THE PROBLEM: Pull out every line in the listing below that contains the string "wearing", matching its case exactly.

RECORDS TO PROCESS:
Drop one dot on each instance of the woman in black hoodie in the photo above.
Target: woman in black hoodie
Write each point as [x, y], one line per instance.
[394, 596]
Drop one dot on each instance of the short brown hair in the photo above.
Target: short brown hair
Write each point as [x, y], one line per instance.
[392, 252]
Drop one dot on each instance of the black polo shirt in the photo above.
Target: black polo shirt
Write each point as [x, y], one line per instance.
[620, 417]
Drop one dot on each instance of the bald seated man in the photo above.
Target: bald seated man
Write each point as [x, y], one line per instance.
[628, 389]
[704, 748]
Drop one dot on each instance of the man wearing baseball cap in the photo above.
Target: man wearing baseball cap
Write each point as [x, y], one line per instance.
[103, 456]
==
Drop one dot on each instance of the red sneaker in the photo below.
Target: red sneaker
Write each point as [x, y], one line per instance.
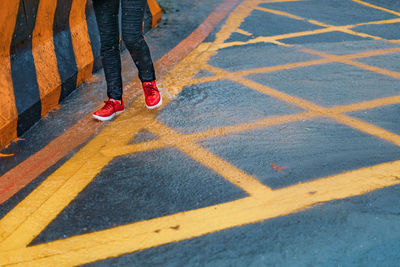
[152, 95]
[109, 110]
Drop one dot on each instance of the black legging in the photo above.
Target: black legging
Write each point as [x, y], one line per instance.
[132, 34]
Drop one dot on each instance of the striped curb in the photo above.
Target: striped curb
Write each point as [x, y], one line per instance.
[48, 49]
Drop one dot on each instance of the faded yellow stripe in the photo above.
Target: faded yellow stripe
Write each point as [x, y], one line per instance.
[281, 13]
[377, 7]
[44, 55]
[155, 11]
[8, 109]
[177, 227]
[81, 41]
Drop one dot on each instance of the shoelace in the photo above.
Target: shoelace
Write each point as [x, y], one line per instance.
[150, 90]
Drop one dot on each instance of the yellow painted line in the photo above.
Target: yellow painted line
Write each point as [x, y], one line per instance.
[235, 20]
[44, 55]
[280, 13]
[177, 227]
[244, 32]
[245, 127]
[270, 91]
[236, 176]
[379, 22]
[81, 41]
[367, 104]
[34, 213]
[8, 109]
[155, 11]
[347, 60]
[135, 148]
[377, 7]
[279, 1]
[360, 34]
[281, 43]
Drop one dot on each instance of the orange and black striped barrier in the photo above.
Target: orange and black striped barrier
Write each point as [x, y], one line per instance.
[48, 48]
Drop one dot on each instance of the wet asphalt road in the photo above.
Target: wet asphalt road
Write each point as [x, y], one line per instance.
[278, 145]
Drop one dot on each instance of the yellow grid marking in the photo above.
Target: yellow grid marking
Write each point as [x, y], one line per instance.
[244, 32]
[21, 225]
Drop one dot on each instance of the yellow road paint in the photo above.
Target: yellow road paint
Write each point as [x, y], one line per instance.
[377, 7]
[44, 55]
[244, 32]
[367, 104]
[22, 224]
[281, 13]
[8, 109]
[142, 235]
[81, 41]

EXERCISE SOLUTION:
Drop one dot on each instance of the man wearing baseball cap in the photo above.
Target: man wearing baseball cap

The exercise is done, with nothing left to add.